> [GOAL]:
Recast the data between the lines holding "Bounding boxes for folding" and "[135, 41, 219, 55]", inclusive, as a two-column CSV with columns named request and box. Give one row per request, with its text and its answer each in a single quoted field and any line breaks replaced by spaces.

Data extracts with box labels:
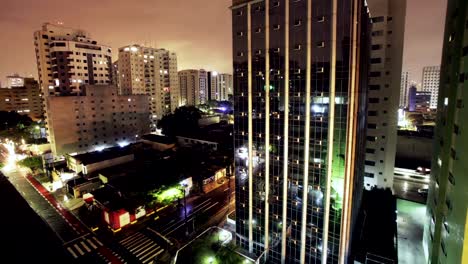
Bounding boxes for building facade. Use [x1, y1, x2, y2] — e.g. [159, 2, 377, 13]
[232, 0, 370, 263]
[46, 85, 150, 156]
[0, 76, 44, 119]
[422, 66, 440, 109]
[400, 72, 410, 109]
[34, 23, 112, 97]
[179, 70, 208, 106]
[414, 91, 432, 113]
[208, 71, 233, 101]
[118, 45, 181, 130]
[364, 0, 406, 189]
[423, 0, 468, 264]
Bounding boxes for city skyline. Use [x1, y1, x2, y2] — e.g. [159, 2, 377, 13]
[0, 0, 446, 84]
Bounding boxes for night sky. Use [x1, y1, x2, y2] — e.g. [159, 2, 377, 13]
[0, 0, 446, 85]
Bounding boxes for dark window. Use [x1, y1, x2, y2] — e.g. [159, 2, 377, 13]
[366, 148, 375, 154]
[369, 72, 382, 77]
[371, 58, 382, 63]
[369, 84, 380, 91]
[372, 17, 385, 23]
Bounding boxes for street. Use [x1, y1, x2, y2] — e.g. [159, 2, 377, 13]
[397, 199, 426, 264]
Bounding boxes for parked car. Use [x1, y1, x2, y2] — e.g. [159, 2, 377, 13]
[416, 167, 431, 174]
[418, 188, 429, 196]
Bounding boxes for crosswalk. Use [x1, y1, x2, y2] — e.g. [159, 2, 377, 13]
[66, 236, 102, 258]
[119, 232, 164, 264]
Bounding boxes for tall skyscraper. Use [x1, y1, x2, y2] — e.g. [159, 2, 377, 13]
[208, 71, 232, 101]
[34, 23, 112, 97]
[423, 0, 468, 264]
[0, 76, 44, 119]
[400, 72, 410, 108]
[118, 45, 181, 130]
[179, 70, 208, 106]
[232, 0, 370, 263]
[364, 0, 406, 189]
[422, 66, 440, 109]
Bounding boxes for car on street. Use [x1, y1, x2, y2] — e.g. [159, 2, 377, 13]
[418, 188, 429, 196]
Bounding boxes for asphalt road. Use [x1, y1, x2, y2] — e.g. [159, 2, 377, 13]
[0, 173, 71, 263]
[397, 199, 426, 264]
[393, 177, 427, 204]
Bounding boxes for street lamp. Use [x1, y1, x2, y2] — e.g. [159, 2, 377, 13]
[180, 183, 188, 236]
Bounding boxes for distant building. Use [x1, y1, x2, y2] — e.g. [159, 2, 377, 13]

* * *

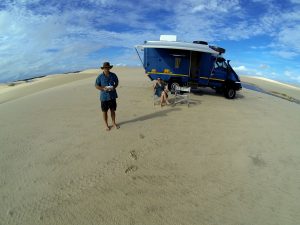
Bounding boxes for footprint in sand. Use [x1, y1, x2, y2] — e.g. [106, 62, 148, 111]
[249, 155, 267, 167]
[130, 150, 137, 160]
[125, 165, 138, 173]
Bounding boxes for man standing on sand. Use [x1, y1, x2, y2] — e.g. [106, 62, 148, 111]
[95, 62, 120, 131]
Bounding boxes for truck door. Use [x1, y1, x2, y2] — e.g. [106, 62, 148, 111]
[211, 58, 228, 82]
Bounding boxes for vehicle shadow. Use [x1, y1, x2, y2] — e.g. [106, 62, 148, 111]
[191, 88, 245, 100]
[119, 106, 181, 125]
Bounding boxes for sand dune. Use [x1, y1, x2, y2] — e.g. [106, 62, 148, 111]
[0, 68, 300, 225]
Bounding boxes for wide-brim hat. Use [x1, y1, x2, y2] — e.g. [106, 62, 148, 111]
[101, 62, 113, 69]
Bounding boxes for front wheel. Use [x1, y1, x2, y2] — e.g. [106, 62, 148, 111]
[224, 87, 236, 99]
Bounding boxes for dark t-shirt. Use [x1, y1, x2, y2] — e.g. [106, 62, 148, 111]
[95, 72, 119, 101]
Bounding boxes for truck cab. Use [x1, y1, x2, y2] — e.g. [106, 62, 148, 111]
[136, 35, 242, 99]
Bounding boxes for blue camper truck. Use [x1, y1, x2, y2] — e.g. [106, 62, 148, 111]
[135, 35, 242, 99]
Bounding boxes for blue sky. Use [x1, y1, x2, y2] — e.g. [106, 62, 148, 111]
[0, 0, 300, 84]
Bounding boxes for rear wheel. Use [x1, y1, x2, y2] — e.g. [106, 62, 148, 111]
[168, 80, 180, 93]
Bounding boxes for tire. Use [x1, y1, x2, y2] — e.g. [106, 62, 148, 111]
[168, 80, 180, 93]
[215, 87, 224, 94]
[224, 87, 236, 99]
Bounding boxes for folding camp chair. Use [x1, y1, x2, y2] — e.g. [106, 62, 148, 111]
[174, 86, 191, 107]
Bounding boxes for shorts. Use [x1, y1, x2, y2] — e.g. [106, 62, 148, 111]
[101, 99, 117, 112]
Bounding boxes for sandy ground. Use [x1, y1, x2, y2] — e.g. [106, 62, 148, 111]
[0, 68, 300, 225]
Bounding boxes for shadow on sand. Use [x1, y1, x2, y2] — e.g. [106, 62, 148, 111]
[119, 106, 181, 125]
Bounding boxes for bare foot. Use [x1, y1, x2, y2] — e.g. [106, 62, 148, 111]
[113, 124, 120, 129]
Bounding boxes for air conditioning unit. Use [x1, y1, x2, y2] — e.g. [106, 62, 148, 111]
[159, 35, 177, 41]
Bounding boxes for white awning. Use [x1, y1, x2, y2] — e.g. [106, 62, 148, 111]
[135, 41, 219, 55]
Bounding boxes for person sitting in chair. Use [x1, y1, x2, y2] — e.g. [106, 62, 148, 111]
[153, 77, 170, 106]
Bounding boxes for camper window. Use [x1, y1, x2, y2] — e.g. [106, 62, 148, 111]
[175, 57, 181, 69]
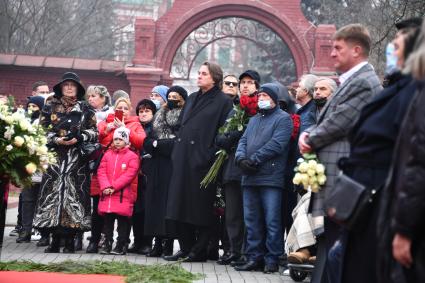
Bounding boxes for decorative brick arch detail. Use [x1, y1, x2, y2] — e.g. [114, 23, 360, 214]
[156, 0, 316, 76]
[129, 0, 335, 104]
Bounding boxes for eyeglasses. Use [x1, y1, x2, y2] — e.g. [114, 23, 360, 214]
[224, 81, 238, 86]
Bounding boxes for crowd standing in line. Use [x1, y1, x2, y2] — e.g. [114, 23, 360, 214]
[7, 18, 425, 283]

---

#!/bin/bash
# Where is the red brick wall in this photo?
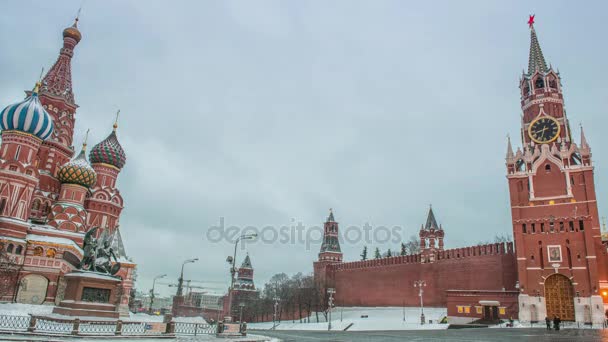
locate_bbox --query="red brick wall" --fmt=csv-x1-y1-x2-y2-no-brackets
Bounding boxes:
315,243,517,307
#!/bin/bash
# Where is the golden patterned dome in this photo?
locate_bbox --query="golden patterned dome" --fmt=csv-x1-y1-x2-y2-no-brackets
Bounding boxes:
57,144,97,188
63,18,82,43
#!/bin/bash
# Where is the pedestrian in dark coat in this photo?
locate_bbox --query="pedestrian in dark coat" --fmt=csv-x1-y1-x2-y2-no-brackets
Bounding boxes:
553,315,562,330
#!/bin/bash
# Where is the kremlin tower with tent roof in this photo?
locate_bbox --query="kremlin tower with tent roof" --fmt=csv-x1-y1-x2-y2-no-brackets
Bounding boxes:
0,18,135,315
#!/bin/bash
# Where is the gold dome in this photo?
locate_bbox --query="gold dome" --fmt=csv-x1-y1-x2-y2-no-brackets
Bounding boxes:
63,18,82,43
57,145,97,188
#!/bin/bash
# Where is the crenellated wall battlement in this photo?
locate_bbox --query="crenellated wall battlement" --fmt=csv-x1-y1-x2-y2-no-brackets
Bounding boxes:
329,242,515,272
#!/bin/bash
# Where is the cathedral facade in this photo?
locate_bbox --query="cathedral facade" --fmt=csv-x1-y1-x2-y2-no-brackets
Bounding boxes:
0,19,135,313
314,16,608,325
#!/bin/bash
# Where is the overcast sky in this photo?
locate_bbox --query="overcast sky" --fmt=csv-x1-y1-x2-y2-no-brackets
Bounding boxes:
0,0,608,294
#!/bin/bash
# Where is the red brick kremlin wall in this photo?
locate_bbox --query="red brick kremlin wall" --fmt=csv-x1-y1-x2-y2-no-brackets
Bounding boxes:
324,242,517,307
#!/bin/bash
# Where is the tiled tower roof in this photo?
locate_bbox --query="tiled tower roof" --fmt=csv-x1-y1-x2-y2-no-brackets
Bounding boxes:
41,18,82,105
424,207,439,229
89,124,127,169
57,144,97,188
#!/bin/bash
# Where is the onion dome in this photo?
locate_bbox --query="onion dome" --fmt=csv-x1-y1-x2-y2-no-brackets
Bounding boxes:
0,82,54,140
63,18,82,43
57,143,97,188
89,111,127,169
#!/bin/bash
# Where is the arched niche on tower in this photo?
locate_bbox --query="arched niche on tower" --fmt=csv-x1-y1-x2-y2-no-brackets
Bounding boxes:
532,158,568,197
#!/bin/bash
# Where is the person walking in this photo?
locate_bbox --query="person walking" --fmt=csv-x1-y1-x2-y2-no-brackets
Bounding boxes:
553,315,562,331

> [COMPLETE OUTPUT]:
request,box
"Bounding boxes for folding camp chair. Use [x1, y1, x2, y2] — e.g. [106, 62, 148, 111]","[174, 86, 191, 107]"
"Bounding boxes for shorts. Use [x1, y1, x2, y2] — e.g. [106, 62, 148, 111]","[101, 99, 117, 112]"
"Bounding boxes for sandy ground. Use [x1, y1, x2, y2] — e.g. [106, 62, 148, 111]","[0, 68, 300, 225]"
"Bounding boxes for shadow on sand. Use [x1, y1, x2, y2] — e.g. [106, 62, 148, 111]","[119, 106, 181, 125]"
"Bounding boxes for bare foot. Use [x1, y1, x2, y2] — e.g. [106, 62, 148, 111]","[113, 124, 120, 129]"
"Bounding boxes for air conditioning unit. Use [x1, y1, x2, y2] — e.g. [106, 62, 148, 111]","[159, 35, 177, 41]"
"Bounding boxes for white awning. Use [x1, y1, x2, y2] — e.g. [106, 62, 148, 111]","[135, 41, 219, 55]"